Can you express the lines of the listing below as a Markdown table with the columns Row and Line, starting with the line that contains "For automation purposes, where is the stone parapet" and going on through the end of the listing, both ends included? Skip blank lines and leave the pictures out.

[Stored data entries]

----------------------------------------

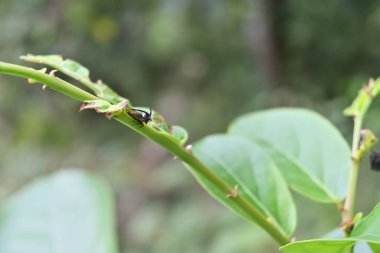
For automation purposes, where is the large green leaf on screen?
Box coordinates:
[192,135,296,235]
[0,170,117,253]
[281,203,380,253]
[229,108,350,202]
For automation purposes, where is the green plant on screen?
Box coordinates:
[0,55,380,253]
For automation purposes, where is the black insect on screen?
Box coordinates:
[127,108,152,127]
[369,152,380,171]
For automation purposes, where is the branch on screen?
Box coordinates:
[0,61,290,245]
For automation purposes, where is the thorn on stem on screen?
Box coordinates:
[226,185,239,198]
[49,69,58,77]
[185,144,193,153]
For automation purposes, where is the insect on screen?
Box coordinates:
[127,108,152,127]
[369,152,380,171]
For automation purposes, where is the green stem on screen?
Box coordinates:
[342,115,363,222]
[0,62,290,245]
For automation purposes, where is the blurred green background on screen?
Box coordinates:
[0,0,380,253]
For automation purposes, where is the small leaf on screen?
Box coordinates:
[191,135,296,235]
[355,129,377,161]
[20,54,126,103]
[280,203,380,253]
[170,126,189,145]
[350,203,380,243]
[280,239,355,253]
[0,170,117,253]
[79,100,128,119]
[229,108,350,203]
[343,79,380,116]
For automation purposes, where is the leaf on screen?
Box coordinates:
[79,99,128,119]
[20,54,126,103]
[280,239,355,253]
[170,126,189,145]
[350,203,380,243]
[191,135,296,235]
[343,79,380,117]
[229,108,350,203]
[280,203,380,253]
[0,170,117,253]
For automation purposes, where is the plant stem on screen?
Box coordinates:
[342,115,363,222]
[0,61,290,245]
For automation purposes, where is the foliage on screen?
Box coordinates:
[0,55,380,253]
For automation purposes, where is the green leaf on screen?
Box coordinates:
[229,108,350,203]
[343,79,380,117]
[280,239,355,253]
[192,135,296,235]
[79,99,128,119]
[170,126,189,145]
[0,170,117,253]
[21,54,126,103]
[350,203,380,243]
[280,203,380,253]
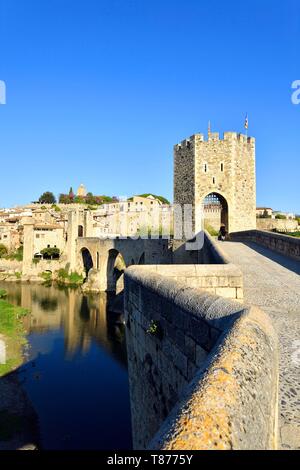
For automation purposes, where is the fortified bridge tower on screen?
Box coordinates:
[174,132,256,233]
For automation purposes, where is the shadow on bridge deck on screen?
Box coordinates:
[240,241,300,274]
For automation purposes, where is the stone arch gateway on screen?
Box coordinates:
[202,192,229,231]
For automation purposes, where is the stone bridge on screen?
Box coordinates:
[125,230,300,451]
[71,237,172,292]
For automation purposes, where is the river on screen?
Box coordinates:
[0,283,132,450]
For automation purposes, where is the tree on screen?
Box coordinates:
[0,243,8,258]
[69,186,74,201]
[41,247,60,259]
[39,191,56,204]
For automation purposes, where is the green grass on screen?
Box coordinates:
[57,269,84,286]
[0,300,28,377]
[0,289,7,299]
[286,232,300,238]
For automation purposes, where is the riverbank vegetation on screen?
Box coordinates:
[39,268,84,287]
[0,290,28,377]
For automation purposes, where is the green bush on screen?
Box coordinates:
[57,269,84,286]
[204,224,219,237]
[39,191,56,204]
[41,248,60,259]
[39,271,52,282]
[0,243,8,258]
[57,268,69,279]
[0,289,7,299]
[5,245,23,261]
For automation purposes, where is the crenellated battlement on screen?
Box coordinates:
[174,132,255,150]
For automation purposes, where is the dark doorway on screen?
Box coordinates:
[81,248,94,277]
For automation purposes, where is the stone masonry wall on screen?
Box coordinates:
[174,132,256,232]
[125,266,278,450]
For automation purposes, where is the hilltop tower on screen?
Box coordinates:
[174,132,256,233]
[77,184,87,197]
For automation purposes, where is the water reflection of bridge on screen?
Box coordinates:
[0,284,126,365]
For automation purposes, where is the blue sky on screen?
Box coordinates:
[0,0,300,213]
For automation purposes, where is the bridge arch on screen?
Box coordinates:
[80,248,94,277]
[202,191,230,232]
[139,252,145,264]
[106,248,126,292]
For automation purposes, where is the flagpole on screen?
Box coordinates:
[244,113,249,139]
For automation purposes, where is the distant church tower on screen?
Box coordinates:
[77,184,87,197]
[174,129,256,232]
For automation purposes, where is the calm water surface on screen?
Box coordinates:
[0,283,132,449]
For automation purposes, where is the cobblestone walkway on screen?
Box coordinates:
[218,242,300,449]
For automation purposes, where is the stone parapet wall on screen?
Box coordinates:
[256,218,299,232]
[132,264,243,299]
[230,230,300,261]
[0,258,22,272]
[125,267,278,450]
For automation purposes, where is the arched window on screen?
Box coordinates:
[78,225,83,238]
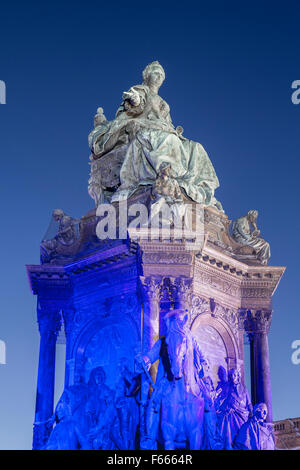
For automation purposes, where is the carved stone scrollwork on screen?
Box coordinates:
[168,277,193,308]
[191,295,209,321]
[37,308,63,337]
[239,310,272,335]
[140,276,162,302]
[214,304,239,335]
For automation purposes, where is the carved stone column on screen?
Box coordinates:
[140,276,161,351]
[170,277,193,310]
[240,310,273,422]
[62,308,75,387]
[33,308,61,449]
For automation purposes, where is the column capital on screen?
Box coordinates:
[238,309,272,334]
[168,276,193,304]
[140,276,162,302]
[37,306,62,337]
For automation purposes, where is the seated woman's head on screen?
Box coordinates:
[143,60,166,88]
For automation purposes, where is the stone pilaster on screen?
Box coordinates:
[170,277,193,310]
[140,276,161,351]
[33,307,61,449]
[240,310,273,422]
[62,308,75,387]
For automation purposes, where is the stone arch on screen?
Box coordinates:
[70,316,140,386]
[191,312,239,385]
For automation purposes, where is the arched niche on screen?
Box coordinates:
[73,317,140,388]
[191,313,238,386]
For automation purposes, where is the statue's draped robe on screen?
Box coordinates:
[232,216,271,264]
[89,85,219,205]
[233,416,274,450]
[142,320,204,448]
[217,381,252,450]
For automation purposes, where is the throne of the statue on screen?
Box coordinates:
[27,63,284,449]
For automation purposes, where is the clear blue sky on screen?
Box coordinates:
[0,0,300,449]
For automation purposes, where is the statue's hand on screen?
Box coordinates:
[122,91,141,106]
[125,121,140,140]
[135,354,151,373]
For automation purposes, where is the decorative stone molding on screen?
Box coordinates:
[140,276,162,302]
[239,310,272,338]
[143,252,192,264]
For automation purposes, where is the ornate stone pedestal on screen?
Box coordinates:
[27,205,284,449]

----------------------------------------

— Solution to this exercise —
| Row | Line |
|---|---|
| 1 | For automation purposes, where is the stone parapet wall on screen? |
| 2 | Box coordinates: |
| 3 | [256,218,299,232] |
| 4 | [132,264,243,299] |
| 5 | [230,230,300,261] |
| 6 | [0,258,22,272] |
| 7 | [125,267,278,450] |
| 8 | For automation purposes, where is the arched window on screen? |
| 9 | Box coordinates: |
| 10 | [78,225,83,238] |
| 11 | For automation purposes, where is the carved stone scrollwork on screen? |
| 12 | Box coordinates: |
| 13 | [168,277,193,308] |
| 14 | [191,295,209,321] |
| 15 | [37,308,63,337] |
| 16 | [239,310,272,335] |
| 17 | [140,276,162,302] |
| 18 | [214,304,239,335] |
| 19 | For automation purposes, where is the carved stone column on screen? |
| 20 | Box coordinates: |
| 21 | [140,276,161,351] |
| 22 | [170,277,193,310] |
| 23 | [240,310,273,422] |
| 24 | [62,308,75,387] |
| 25 | [33,308,61,449] |
| 26 | For automation purposes, where is the column capital on screen? |
| 27 | Box coordinates: |
| 28 | [238,309,272,334] |
| 29 | [168,276,193,304] |
| 30 | [140,276,162,302] |
| 31 | [37,306,62,337] |
| 32 | For automation purposes, where is the seated woman's head on screen? |
| 33 | Box coordinates: |
| 34 | [143,60,166,88] |
| 35 | For automation purposes, where is the stone pilaster on screen? |
| 36 | Box coordinates: |
| 37 | [170,277,193,310] |
| 38 | [140,276,161,351] |
| 39 | [33,307,61,449] |
| 40 | [240,310,273,422] |
| 41 | [62,308,75,387] |
| 42 | For automation purposes, where is the stone arch on screen? |
| 43 | Box coordinates: |
| 44 | [70,316,140,386] |
| 45 | [191,312,239,385] |
| 46 | For automation purposes, where is the arched niche on screen? |
| 47 | Box coordinates: |
| 48 | [73,317,140,388] |
| 49 | [191,313,238,386] |
| 50 | For automation purposes, where is the statue's draped robe on screen? |
| 51 | Box coordinates: |
| 52 | [232,216,271,264] |
| 53 | [89,85,219,205] |
| 54 | [233,416,274,450] |
| 55 | [142,320,204,448] |
| 56 | [217,381,252,450] |
| 57 | For automation purposes, where is the throne of the statue on screen? |
| 58 | Box coordinates: |
| 59 | [27,63,284,449] |
| 60 | For automation purposes, where is the clear blue sky on screen? |
| 61 | Box coordinates: |
| 62 | [0,0,300,449] |
| 63 | For automation purposes, where is the statue's hand on screen? |
| 64 | Box coordinates: |
| 65 | [122,91,141,106] |
| 66 | [125,121,140,140] |
| 67 | [135,354,151,373] |
| 68 | For automation purposes, where is the decorative stone molding on screen? |
| 69 | Box coordinates: |
| 70 | [140,276,162,302] |
| 71 | [239,310,272,338] |
| 72 | [143,252,192,264] |
| 73 | For automation purposes, where is the ornate stone pedestal on screen? |
| 74 | Box coordinates: |
| 75 | [27,205,284,449] |